::: MATERIAL FOR THIS EXERCISE :::

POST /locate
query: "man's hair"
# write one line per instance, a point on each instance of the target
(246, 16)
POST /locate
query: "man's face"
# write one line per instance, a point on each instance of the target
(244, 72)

:::

_TASK INSTRUCTIONS:_ Present every line of the entries above as a numbered list, omitting any blank lines.

_THE RESPONSE:_
1. POST /locate
2. query: "man's hair"
3. # write one line per instance, a point on each instance of the target
4. (246, 16)
5. POST /locate
6. query: "man's face"
7. # write one line per instance, a point on each instance of the target
8. (244, 72)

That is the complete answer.